*Excerpted text*:
/---
Denied in the county jail at Little Valley and on death row at Auburn prison the comforting cocoon of alcoholic stupor, the heart-piercing reality of what he had done must have come crashing down upon Pacy. He made an anguished plea to the family for forgiveness, which the Hancock family did convey to him, according to the New York Times April 27th, 1909, report of his execution on the morning of April 26.
What does a murderer, who behaves as a respectable person when sober, write the mother of his vivacious 18-year-old cousin whom he killed in a alcoholic rage over being scolded for his drinking too much, a murder witnessed by the girl's horrified brother.
What would Pacy have written to the mother had he known then, on the eve of his execution, that in 2 years and 8 months time Chloe's despondent brother, Charles Hancock, would fire a Winchester rifle bullet into his own head?
The death of Charles Hancock, about 28, driver for the Olean Transfer Company, was reported as a suicide by the Watertown Herald Dec 2, 1911. The Winchester was found under his body by fellow tenants in the Olean house where he had his room. They had heard the 38-55 rifle shot and hurried to him. His life lingered only a few minutes.
"Despondency is given as the cause for suicide," the newspaper reported. Without saying his sister's death was a factor in that "despondency," the newspaper story's next sentence noted he was "a brother of Chloe Hancock, shot and killed a few years ago by her cousin, Pacy Hill, afterward electrocuted for the crime."
The morning after writing his "long letter to Mrs. Hancock," Pacy "went to the chair calmly." The state's highest court had rejected his appeal and Gov. Charles Evans Hughes (future Chief Justice of the United States) refused to interfere with the death sentence being carried out.
-- The Rev. Cordello C. Herrick, who sought to provide spiritual support to death row inmate Pacy Hill in 1909, had succeeded the Rev. Horatio H. Yates as Auburn Prison chaplain in 1897.
The Rev. Yates, who had been chaplain there from December, 1888, attended the world's first execution by electricity Aug.6, 1890.
In addition to the executions of Pacy Hill, Leon Cozlcosz, and Charles Gillette, NYCHS web research identifies a fourth case in which Rev. Herrick's death row role received some newspaper ink.
Whereas the New York Times was the source of the other three execution reports mentioning Chaplain Herrick, the Rochester Union & Advertiser was the source of the fourth report (Wed., Aug. 2, 1899).
Rev. Herrick prayed with Oscar E. Rice as the condemned man, his face ashen, was brought into the death chamber escorted by two prison keepers.
Rice had been convicted of murdering his estranged wife on March 25, 1898, in Westfield, Chautauqua County.
Executed the same day was John Kennedy, convicted of murder in an Erie County murder case unconnected to the Rice case.
It was the first of three occasions when two death row inmates were executed on the same day at Auburn Prison.
-- Pacy Hill was one of the five condemned men in the separate death house at Auburn Prison who were removed temporarily in late March 1909 to the former death row cells in the main building so that Mrs. Mary Farmer, sentenced to be electrocuted March 29, 1909, would be the only inmate occupant in the death house at that time.
She was allowed a one-hour no-contact visit with her husband, James.
Convicted with her in the killing of a Jefferson County neighbor Sarah Brennan, James D. Farmer was, like Pacy Hill, one of the five condemned male inmates moved out of the death house before Mrs. Farmer arrived.
James was brought back for the visit with his wife and then returned to his temporary death row cell in the main building.
A written and notarized statement by her before her execution that he had no hand in the murder of Mrs. Brennan helped win him a new trial at which he was acquitted.
Mrs. Farmer was the first woman executed in the electric chair at Auburn Prison, and the only the second so executed in the state.
The Rev. John J. Hickey, Auburn Prison Catholic chaplain, pastor of Holy Family Church in Auburn, and Mrs. Farmer's spiritual advisor, said the woman's mental condition was such that she should not have been executed.
\---
*Given records*:
/---
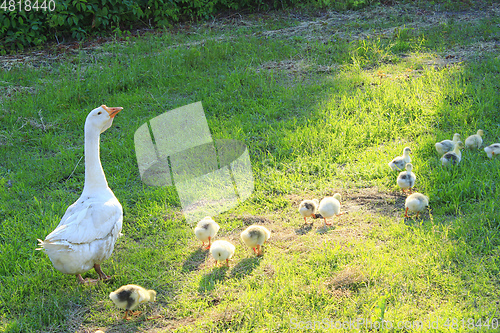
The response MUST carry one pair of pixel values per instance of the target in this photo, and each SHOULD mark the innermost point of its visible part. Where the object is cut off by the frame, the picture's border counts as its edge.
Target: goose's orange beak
(111, 111)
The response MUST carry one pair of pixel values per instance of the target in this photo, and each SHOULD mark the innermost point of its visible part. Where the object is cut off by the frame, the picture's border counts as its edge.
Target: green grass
(323, 108)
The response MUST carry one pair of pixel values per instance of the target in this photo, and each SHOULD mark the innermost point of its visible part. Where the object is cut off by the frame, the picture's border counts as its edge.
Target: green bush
(37, 22)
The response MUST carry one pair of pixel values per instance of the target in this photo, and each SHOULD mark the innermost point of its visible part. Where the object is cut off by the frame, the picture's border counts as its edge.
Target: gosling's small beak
(111, 111)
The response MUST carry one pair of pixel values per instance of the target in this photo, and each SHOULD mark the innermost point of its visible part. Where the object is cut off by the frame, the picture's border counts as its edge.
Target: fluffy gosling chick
(492, 150)
(128, 297)
(406, 179)
(329, 207)
(399, 162)
(416, 203)
(474, 141)
(254, 237)
(453, 157)
(307, 208)
(447, 145)
(206, 230)
(222, 250)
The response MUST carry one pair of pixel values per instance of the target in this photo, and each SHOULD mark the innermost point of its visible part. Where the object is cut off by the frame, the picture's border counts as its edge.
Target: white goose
(87, 233)
(417, 202)
(406, 179)
(329, 207)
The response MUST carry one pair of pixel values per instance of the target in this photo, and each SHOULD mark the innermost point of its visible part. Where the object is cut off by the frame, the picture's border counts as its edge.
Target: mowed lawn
(323, 101)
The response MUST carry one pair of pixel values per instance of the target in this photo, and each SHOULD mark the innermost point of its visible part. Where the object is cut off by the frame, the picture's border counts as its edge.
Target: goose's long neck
(94, 174)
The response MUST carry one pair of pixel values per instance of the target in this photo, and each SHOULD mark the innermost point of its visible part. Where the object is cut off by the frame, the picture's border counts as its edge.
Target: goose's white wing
(86, 221)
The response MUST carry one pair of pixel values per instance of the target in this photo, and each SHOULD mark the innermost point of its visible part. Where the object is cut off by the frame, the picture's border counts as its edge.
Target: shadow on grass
(245, 267)
(210, 280)
(195, 260)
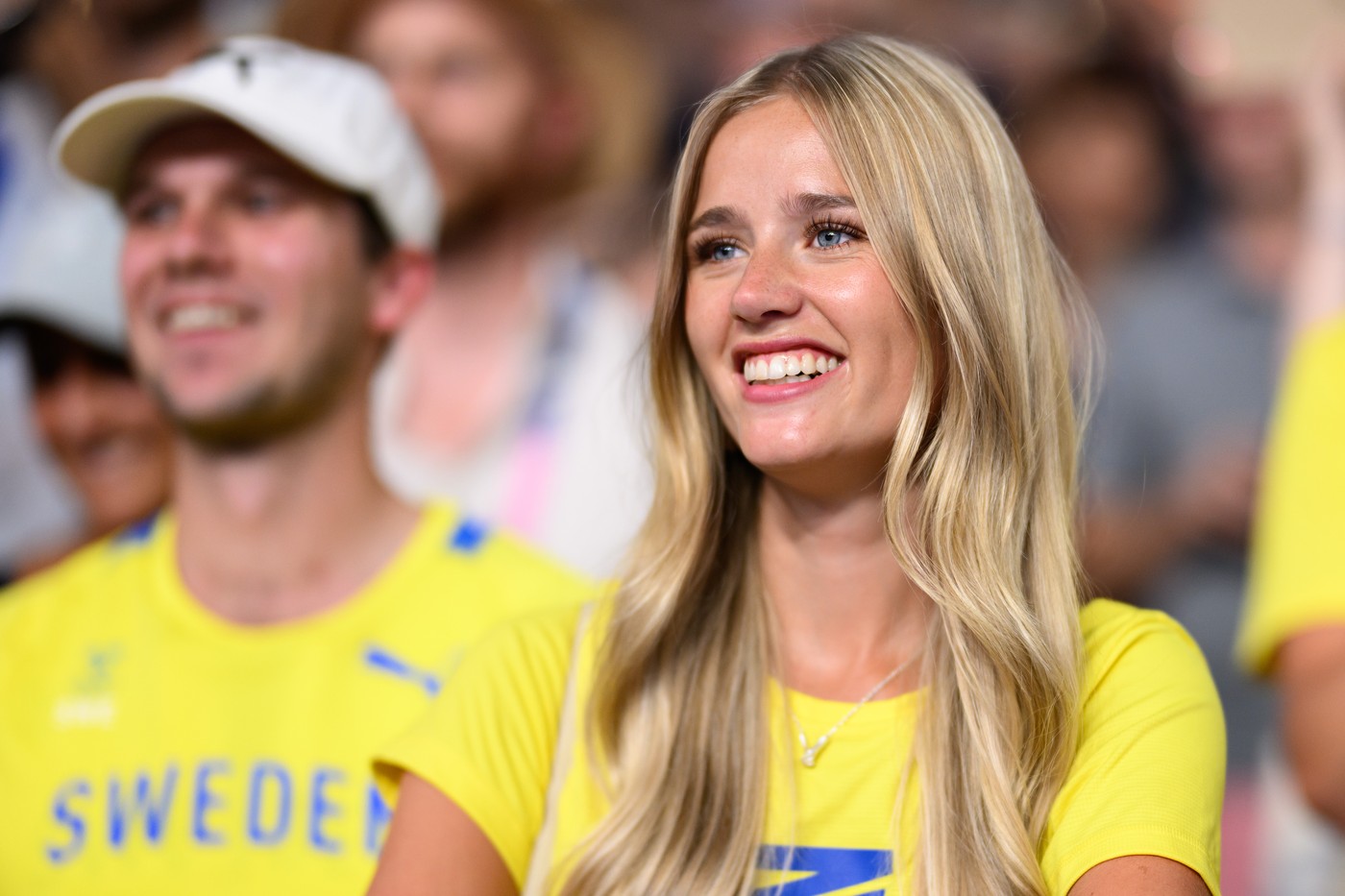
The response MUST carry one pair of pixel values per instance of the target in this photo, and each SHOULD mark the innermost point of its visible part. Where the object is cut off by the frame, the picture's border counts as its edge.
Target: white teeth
(191, 318)
(799, 368)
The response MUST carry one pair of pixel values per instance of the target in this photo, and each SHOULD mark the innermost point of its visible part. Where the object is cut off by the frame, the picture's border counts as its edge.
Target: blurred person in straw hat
(549, 439)
(100, 425)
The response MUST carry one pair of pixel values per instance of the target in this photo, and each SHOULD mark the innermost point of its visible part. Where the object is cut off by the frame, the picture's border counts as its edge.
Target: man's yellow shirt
(150, 747)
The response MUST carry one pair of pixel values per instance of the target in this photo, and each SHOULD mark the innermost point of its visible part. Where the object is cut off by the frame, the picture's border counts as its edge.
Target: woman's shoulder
(1136, 655)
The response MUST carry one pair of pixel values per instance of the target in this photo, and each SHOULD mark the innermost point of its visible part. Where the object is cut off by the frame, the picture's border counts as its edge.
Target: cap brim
(16, 316)
(101, 137)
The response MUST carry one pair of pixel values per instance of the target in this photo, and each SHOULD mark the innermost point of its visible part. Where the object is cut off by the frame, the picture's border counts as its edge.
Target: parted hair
(978, 503)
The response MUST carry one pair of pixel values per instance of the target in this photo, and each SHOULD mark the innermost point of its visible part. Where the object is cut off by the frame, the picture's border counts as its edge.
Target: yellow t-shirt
(1297, 577)
(1147, 777)
(150, 747)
\---
*Brief 1*: Can you reproduce the stretch of the Auburn Prison excerpt from "Executed the same" through "at Auburn Prison."?
*Brief 2*: In the Auburn Prison excerpt, who succeeded the Rev. Horatio H. Yates as Auburn Prison chaplain in 1897?
*Brief 3*: How would you render this sentence from the Auburn Prison excerpt in Spanish: "Rice had been convicted of murdering his estranged wife on March 25, 1898, in Westfield, Chautauqua County."

*Response 1*:
Executed the same day was John Kennedy, convicted of murder in an Erie County murder case unconnected to the Rice case.
It was the first of three occasions when two death row inmates were executed on the same day at Auburn Prison.

*Response 2*: The Rev. Cordello C. Herrick.

*Response 3*: Rice había sido condenado por asesinar a su esposa, de quien estaba separado, el 25 de marzo de 1898, en Westfield, condado de Chautauqua.